■ Exercise description:
Copy the material from the line containing "Objective — one pin per instance of the blue jeans" through the end, substituting "one marker per occurrence" for every "one pin per instance" and leaving everything else unchanged.

[Excerpts of pointing data]
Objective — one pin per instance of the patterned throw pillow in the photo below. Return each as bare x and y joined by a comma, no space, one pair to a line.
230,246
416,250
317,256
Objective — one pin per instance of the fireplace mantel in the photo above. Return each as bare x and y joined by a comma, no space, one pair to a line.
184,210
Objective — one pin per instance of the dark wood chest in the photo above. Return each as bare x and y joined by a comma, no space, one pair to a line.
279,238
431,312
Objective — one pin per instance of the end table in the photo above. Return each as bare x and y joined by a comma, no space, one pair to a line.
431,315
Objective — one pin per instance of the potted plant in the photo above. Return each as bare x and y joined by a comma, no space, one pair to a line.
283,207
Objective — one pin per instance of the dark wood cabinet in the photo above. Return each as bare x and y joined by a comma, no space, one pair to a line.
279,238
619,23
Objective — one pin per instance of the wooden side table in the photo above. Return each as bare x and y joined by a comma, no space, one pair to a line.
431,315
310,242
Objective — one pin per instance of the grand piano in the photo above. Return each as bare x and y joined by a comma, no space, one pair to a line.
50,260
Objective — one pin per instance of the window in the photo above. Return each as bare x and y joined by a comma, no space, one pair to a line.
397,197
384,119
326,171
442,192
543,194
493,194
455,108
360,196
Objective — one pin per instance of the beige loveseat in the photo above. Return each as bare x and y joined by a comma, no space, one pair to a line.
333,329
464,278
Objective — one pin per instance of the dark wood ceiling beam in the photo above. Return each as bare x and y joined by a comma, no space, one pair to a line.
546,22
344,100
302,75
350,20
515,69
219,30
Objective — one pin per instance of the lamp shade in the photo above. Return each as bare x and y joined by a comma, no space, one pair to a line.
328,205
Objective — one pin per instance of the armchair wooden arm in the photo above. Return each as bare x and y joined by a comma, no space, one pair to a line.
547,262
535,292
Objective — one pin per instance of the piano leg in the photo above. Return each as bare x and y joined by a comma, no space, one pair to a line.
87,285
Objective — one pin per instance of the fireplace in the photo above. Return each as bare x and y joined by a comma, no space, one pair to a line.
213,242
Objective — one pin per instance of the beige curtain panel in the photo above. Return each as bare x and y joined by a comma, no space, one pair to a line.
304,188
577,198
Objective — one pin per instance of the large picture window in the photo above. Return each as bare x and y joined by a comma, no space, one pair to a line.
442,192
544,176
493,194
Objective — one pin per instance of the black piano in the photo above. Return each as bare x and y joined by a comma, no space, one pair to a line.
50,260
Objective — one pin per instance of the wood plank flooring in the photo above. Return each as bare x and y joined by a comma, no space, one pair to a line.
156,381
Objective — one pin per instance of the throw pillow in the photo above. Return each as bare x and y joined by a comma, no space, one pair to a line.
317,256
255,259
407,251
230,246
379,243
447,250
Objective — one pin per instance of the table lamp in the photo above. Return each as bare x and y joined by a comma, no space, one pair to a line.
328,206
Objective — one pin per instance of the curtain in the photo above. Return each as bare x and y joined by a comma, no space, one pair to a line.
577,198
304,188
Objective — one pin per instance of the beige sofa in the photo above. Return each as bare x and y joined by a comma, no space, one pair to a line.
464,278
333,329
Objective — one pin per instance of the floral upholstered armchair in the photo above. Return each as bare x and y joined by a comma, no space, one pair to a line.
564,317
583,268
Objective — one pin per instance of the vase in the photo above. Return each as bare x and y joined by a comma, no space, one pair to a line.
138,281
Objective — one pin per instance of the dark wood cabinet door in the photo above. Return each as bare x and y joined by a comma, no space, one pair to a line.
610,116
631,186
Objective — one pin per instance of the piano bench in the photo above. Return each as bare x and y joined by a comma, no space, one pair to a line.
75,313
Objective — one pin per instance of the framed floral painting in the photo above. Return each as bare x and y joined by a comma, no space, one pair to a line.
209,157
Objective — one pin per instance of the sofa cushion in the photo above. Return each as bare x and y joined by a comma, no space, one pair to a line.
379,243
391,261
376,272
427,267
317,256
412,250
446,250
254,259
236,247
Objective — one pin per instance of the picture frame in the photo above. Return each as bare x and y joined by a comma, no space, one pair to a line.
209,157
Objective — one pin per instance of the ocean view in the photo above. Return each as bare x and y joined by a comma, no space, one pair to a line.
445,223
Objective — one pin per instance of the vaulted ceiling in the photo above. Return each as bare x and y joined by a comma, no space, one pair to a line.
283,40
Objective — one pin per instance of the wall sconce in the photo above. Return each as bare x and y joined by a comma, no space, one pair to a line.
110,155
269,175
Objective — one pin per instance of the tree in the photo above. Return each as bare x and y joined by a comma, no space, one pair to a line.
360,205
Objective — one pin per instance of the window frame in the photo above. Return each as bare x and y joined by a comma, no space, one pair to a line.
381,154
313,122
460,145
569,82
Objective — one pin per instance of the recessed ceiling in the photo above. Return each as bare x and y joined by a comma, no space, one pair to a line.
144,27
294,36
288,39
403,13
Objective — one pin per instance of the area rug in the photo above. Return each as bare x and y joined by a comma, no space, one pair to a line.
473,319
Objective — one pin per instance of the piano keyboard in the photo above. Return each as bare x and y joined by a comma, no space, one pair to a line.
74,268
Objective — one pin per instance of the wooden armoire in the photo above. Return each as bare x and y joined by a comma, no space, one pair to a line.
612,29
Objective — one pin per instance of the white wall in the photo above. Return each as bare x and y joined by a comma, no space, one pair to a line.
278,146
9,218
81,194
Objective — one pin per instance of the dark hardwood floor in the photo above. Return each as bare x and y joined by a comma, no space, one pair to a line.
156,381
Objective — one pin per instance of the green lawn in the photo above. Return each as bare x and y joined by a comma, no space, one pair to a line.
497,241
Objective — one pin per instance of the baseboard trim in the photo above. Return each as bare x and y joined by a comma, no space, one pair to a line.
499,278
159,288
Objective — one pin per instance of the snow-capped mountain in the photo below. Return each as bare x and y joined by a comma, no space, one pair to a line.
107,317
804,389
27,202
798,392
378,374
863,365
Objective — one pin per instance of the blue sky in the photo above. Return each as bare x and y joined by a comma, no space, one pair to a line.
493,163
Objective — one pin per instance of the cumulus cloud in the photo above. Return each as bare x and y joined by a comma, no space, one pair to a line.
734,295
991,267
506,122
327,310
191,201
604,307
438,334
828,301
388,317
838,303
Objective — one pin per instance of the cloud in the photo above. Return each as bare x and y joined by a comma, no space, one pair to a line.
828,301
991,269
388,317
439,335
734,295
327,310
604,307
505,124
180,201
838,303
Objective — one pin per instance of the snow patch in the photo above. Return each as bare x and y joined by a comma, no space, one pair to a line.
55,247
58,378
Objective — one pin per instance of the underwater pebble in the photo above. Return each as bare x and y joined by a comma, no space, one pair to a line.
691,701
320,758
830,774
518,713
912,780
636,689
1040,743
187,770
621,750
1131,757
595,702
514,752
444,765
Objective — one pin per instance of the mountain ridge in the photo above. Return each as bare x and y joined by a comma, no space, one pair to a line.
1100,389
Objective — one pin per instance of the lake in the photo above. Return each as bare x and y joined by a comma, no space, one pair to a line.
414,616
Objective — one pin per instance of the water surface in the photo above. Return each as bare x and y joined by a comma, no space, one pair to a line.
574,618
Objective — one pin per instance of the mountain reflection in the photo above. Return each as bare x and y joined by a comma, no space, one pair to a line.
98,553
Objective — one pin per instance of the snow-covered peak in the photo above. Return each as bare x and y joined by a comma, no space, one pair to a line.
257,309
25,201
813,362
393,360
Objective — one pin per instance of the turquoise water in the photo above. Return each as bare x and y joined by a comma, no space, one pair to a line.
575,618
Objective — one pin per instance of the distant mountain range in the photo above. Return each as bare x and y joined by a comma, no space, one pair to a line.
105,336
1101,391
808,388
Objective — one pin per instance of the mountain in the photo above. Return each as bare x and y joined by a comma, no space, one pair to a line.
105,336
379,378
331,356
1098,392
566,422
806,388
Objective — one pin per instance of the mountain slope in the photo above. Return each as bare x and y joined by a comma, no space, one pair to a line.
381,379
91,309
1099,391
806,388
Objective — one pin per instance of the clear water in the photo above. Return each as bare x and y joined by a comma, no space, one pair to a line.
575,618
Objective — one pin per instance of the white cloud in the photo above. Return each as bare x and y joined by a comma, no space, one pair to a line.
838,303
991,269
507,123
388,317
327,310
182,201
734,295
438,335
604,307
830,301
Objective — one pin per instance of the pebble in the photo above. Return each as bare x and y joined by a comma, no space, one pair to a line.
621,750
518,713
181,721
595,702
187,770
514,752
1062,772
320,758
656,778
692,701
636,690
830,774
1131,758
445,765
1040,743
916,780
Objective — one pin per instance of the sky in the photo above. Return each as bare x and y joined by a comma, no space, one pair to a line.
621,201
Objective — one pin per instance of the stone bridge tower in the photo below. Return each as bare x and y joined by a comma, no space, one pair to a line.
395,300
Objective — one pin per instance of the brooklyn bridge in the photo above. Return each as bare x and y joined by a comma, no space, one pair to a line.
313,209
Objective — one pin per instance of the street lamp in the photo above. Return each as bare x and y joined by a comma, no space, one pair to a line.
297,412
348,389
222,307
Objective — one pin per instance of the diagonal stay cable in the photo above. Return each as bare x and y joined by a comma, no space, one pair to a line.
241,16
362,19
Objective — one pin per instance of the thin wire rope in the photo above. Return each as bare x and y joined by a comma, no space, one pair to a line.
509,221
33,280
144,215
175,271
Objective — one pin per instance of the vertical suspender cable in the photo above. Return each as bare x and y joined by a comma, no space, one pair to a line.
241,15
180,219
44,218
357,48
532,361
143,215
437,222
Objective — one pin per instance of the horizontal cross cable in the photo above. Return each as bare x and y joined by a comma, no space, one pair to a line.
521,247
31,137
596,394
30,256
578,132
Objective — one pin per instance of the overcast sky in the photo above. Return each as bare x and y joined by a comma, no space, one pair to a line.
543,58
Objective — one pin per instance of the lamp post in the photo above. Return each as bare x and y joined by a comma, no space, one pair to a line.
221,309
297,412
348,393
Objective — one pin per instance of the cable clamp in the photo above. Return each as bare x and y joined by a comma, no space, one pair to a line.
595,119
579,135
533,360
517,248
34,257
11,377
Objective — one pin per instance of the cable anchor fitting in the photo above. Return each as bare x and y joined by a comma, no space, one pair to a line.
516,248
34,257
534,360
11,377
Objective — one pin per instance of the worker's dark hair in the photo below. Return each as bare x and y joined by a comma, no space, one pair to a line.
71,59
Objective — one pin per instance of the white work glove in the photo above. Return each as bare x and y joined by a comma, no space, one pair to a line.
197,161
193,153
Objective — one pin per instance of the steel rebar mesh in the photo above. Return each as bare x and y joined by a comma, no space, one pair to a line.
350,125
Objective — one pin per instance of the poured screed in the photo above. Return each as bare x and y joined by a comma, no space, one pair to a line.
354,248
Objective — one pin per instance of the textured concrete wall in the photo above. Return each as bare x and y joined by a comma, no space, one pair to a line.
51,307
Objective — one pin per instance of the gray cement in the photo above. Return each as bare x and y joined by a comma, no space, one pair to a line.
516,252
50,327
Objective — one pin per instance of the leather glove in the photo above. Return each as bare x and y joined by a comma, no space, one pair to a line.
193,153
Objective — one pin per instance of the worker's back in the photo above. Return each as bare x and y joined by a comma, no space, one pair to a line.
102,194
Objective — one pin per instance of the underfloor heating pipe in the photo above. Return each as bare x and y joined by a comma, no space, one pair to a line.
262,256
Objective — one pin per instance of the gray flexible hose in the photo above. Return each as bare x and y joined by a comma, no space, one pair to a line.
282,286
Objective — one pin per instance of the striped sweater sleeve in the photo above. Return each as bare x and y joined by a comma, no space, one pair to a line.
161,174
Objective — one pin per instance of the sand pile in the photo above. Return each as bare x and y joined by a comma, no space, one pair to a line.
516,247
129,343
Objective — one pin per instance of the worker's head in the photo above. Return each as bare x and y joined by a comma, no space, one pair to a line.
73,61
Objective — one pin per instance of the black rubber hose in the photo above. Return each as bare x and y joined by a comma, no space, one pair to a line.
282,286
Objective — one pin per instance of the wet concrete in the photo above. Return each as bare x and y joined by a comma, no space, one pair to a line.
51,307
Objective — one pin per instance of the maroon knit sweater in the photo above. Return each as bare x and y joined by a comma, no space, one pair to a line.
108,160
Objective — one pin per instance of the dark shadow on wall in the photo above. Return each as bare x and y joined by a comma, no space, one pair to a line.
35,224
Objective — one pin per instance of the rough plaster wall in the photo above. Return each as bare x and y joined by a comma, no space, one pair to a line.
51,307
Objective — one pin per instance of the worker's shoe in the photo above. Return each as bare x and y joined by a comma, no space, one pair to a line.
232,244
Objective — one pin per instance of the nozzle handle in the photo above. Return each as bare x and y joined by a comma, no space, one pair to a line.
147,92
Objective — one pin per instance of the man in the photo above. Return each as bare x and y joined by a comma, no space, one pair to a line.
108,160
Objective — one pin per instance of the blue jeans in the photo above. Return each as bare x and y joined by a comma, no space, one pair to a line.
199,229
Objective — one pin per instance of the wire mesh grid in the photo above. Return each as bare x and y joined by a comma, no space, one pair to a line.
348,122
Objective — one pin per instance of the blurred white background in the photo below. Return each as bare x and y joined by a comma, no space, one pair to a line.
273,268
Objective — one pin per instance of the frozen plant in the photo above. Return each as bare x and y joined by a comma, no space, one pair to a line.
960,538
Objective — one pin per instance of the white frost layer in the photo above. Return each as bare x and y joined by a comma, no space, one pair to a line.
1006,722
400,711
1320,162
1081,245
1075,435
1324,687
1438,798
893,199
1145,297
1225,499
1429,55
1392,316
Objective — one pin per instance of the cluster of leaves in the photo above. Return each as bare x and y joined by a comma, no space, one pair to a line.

■ Response:
Objective — one marker per occurrence of the blue jeans in the photo above. Return each as bare x and y joined by a comma, no space, one pair to a line.
199,229
Objective — one marker per occurrence of the wire mesh grid in the photo above. Return each as bare x and y joined by a comma, no space, one pair to a line.
348,122
Objective — one marker per occurrence of the blurred white background in the photo below. Return each as bare x and y joined by a comma, no space, one pair to a line.
273,268
Objective — one marker per occurrence of the frozen plant in the photo above. Return each as bare x and y joined by a comma, no space, one pair to a line.
960,538
Objective — one marker per occurrence of the white frost layer in the photo above. Return each as bare x and y joined by a comma, no space, one pair to a line.
1006,722
400,711
1320,162
1081,245
1075,435
1324,687
1438,798
893,199
1145,297
1225,499
1429,55
1392,316
Objective — one marker per occurrence of the cluster of leaves in the photo above. Return each as bare x and y joined by a comma, no space, one pair to a line.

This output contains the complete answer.